* [EXERCISE PASSAGE]
+ + +

194. INTENSIVE SURVEILLANCE INCREASES SALVAGE SURGERY AND SURVIVAL RATES FOR ESOPHAGEAL CANCER
Thomas Walsh, Rand Abdulrahman, Maan Abdulrahman, Khalid Adnan Shamiya, Mohamed Al-Khusaibi, Lianne Picket, Orla Monaghan, Brian O’Neill, Liam Grogan, Jan Sorensen- Gastroenterology
- General Medicine
Abstract
Background
Following curative treatment there are no international follow-up guidelines, with most relying on symptoms for reinvestigation. This may delay diagnosis and impair survival. We hypothesized that intense surveillance would detect recurrent disease at a salvageable stage: and this study compared the outcome for patients undergoing salvage surgery for recurrent disease identified on intense surveillance with survival of patients that had undergone curative treatment for locoregionally advanced disease and didn’t require salvage surgery.
Patients and Methods: A prospective database of esophageal carcinoma patients treated with curative intent was interrogated for patients with recurrent or new cancers amenable to salvage surgery. Surveillance consisted of 3-monthly endoscopy and 6-monthly CT scanning for 3 years, 6-monthly endoscopy and yearly CT scanning to 5 years, and endoscopy yearly with imaging as desired thereafter. Once new or recurrence cancer was diagnosed patients were restaged and, if suitable, underwent salvage surgery. Their outcome was compared with patients undergoing chemoradiotherapy plus or minus resection for locoregionally advanced disease.
Results
Of 205 patients treated with curative intent, 24 (11.7%) patients underwent salvage surgery for locoregional, metastatic or second primary tumours. They had a median survival of 48.4 months and a 3-year survival of 54.6%. This compares to 157 patients with locoregionally advanced disease not requiring salvage surgery, who had a median survival of 45.6 months and a 3-year survival of 44%, which was statistically insignificant between the groups (p = 0.975).
Conclusions
In this hypothesis-generating study an intensive surveillance strategy identified a cohort of patients (almost 12%) with recurrence disease or new primary cancers amenable to salvage surgery and with outcomes non-inferior to patients without recurrence. As most were asymptomatic, it is unlikely that curative intervention would have been as successful without surveillance. It is suggested that surveillance guidelines be updated to standardize interval endoscopy/imaging as for other GI malignancies.

+ + +

* [STORED DATA]
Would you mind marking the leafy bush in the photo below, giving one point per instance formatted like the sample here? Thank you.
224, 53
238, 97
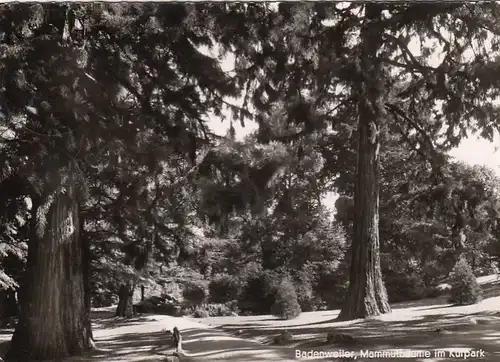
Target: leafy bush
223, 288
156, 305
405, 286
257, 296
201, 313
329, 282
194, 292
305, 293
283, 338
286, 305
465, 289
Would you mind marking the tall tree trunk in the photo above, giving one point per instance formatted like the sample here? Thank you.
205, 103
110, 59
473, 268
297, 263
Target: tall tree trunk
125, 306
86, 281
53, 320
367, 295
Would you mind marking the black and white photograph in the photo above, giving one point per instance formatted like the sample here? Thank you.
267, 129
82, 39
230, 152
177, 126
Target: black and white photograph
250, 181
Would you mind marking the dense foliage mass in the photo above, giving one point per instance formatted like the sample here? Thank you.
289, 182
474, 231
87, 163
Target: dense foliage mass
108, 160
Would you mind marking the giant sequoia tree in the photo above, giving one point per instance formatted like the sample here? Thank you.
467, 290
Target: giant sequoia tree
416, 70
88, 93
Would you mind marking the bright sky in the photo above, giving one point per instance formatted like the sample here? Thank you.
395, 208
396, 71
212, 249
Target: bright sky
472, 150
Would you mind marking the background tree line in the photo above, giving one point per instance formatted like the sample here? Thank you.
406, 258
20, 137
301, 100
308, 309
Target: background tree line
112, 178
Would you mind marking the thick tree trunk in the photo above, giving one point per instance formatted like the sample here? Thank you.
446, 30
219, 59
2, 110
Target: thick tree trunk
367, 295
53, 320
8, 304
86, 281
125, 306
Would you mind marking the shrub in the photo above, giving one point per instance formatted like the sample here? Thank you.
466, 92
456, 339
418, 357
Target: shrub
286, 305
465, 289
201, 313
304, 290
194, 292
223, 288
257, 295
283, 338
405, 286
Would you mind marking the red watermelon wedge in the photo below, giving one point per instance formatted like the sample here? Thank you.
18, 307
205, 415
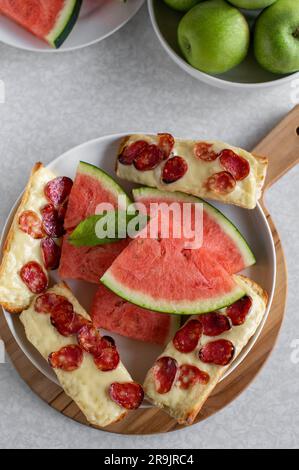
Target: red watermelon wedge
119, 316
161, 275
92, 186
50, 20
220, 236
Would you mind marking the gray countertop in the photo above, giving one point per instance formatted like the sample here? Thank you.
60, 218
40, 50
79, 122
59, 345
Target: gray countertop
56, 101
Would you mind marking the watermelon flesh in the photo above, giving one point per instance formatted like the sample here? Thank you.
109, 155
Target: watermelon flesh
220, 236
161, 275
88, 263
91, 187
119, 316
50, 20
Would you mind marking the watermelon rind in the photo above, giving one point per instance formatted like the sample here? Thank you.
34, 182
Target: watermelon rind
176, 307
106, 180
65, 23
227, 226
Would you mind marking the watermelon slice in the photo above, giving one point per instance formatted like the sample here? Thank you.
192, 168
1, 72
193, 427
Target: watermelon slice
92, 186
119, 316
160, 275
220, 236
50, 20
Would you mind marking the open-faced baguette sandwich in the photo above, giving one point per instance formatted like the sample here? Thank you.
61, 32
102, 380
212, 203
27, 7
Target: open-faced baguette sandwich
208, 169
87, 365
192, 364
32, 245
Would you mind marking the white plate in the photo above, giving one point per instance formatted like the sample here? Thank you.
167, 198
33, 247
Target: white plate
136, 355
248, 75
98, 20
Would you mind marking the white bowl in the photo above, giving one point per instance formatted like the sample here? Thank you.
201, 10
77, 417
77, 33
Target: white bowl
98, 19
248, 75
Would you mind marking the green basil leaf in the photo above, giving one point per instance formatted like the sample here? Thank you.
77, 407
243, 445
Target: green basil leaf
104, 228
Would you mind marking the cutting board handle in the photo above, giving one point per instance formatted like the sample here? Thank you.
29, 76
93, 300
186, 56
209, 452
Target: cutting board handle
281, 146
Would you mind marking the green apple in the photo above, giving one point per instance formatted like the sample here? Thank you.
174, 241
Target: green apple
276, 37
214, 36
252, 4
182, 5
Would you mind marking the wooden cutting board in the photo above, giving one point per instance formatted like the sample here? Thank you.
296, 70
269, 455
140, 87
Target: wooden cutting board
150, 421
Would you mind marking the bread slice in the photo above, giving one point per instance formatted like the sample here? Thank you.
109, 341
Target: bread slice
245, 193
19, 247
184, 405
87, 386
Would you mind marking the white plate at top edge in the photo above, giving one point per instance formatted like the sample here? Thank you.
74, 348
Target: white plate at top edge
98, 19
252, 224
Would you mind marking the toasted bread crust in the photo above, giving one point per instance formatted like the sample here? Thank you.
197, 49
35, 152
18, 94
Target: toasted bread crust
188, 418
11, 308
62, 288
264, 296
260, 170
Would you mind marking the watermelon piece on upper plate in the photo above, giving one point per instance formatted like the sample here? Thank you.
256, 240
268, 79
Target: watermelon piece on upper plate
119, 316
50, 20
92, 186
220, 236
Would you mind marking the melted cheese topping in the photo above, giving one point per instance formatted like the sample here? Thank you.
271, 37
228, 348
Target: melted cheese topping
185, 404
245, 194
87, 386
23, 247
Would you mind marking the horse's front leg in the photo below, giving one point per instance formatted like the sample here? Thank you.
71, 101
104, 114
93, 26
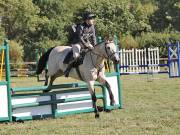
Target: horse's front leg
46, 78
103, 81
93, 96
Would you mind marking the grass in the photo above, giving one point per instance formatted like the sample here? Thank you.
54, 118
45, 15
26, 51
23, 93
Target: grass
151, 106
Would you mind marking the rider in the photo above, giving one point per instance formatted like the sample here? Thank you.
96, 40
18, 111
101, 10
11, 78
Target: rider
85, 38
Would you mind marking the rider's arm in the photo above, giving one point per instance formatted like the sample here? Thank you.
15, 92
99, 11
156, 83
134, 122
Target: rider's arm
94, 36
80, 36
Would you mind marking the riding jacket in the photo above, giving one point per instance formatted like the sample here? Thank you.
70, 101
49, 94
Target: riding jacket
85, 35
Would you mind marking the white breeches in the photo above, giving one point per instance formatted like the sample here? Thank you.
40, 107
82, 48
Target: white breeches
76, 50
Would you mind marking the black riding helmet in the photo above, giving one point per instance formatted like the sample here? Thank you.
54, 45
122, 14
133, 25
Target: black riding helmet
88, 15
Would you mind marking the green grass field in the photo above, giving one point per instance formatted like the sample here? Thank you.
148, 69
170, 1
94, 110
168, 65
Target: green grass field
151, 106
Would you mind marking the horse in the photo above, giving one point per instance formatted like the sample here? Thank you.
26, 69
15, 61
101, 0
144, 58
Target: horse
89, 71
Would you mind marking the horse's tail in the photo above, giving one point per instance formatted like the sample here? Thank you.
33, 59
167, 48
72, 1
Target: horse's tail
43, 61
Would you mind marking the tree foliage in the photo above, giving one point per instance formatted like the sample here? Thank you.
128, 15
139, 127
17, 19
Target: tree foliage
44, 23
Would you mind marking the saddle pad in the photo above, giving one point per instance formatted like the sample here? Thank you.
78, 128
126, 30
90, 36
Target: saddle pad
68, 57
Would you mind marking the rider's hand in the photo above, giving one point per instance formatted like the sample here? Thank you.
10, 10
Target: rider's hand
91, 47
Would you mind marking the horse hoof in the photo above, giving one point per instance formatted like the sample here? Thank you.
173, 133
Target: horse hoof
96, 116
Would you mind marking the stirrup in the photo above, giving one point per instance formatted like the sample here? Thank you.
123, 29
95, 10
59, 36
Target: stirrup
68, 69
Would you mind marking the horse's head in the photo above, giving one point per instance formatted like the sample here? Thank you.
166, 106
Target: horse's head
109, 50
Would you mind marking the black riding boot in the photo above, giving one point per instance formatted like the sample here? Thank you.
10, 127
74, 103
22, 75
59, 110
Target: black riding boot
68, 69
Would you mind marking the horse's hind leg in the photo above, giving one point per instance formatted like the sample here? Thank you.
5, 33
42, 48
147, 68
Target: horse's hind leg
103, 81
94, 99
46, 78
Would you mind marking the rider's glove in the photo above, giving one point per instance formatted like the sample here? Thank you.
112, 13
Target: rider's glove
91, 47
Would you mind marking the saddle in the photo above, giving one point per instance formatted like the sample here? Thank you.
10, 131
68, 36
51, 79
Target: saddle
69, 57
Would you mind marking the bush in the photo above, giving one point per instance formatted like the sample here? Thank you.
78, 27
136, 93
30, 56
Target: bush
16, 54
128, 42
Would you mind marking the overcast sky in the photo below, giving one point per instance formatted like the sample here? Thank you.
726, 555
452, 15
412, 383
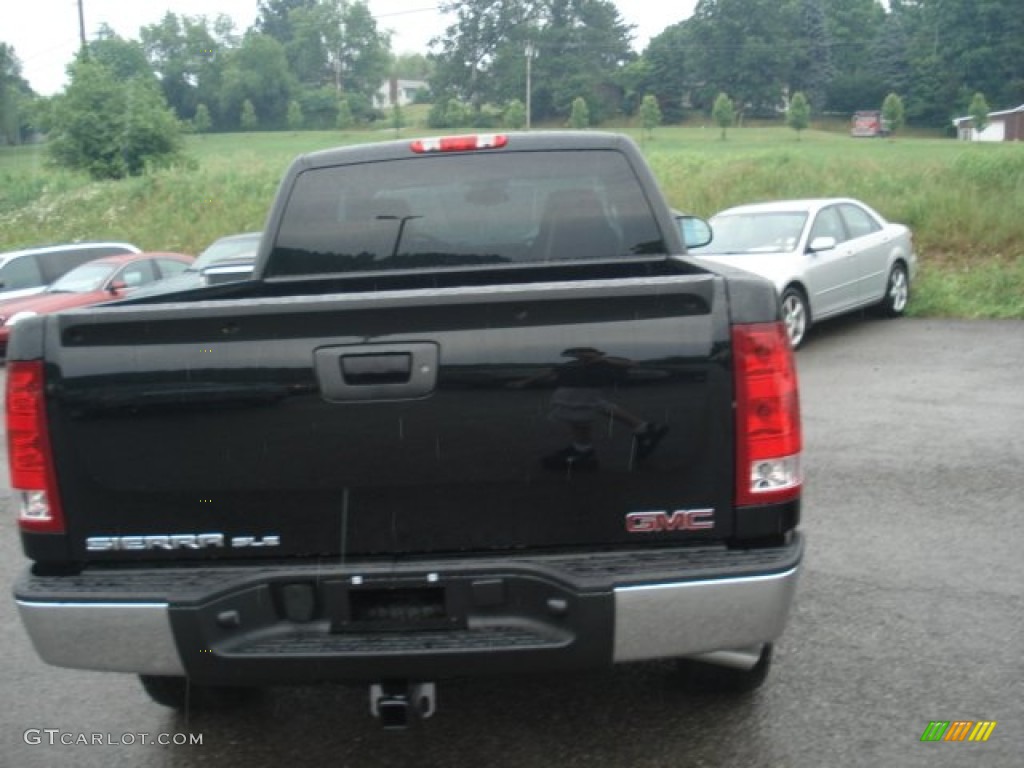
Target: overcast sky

+ + +

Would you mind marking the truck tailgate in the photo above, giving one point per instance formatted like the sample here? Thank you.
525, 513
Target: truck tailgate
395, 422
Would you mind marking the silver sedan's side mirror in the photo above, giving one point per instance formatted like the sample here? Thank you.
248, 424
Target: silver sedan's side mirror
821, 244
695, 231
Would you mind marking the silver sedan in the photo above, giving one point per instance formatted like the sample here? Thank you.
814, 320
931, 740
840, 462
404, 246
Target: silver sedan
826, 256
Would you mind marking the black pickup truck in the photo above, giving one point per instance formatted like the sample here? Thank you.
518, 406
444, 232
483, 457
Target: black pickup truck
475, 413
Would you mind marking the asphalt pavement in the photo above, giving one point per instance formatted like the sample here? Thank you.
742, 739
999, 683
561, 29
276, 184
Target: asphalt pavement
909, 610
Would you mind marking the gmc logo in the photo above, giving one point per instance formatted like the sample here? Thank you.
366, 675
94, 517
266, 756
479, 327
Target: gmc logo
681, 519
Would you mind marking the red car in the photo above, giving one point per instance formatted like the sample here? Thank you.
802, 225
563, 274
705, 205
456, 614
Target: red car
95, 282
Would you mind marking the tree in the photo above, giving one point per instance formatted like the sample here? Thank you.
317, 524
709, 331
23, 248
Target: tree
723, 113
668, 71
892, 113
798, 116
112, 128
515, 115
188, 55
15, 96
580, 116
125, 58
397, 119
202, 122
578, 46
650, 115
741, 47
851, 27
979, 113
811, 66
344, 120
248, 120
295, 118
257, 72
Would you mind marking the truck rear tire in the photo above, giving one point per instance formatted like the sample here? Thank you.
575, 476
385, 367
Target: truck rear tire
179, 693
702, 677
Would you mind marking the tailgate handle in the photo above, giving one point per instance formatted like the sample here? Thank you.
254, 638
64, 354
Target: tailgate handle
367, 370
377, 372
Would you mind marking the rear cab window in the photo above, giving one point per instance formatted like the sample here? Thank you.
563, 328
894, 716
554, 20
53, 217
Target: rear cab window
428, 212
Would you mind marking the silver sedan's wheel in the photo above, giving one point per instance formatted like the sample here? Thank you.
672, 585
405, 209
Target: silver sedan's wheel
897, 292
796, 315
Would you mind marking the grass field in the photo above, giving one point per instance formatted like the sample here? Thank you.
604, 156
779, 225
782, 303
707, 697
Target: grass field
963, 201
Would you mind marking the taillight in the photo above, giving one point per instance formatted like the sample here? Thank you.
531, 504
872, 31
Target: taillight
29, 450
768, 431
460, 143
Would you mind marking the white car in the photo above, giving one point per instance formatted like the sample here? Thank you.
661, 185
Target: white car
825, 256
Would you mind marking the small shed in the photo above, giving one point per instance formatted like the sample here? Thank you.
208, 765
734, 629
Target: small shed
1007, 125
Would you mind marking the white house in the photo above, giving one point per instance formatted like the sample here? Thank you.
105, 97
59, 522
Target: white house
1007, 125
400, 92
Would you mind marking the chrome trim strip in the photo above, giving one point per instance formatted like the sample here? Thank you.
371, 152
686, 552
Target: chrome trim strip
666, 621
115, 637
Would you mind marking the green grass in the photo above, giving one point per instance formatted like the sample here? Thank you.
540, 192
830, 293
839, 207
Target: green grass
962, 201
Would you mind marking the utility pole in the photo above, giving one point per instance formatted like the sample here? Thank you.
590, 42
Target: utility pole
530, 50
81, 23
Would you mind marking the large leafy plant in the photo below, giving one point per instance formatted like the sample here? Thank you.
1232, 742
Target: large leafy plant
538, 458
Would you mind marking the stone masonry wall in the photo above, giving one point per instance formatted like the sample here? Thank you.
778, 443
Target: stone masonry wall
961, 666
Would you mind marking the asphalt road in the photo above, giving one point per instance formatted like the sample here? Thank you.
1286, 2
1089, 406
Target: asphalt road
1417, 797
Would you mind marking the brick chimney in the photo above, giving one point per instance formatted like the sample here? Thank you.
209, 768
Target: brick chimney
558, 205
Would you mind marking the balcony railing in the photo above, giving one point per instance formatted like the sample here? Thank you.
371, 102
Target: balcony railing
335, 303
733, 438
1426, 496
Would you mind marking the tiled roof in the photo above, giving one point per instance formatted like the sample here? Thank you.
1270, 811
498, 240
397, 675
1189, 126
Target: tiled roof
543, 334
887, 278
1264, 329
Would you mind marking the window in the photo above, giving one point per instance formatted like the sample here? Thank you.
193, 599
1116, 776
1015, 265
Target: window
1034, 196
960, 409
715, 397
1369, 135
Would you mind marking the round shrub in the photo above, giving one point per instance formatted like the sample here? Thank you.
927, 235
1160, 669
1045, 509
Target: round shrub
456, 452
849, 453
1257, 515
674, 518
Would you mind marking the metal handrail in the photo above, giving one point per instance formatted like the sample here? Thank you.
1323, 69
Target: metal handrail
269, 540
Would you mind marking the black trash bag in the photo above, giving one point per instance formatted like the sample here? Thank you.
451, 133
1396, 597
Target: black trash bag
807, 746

+ + +

* [TASK GOAL] Reproduce the passage from the esophageal cancer abstract above, between "Conclusions" and "other GI malignancies.", inclusive.

* [RESPONSE TO THIS EXERCISE]
Conclusions
In this hypothesis-generating study an intensive surveillance strategy identified a cohort of patients (almost 12%) with recurrence disease or new primary cancers amenable to salvage surgery and with outcomes non-inferior to patients without recurrence. As most were asymptomatic, it is unlikely that curative intervention would have been as successful without surveillance. It is suggested that surveillance guidelines be updated to standardize interval endoscopy/imaging as for other GI malignancies.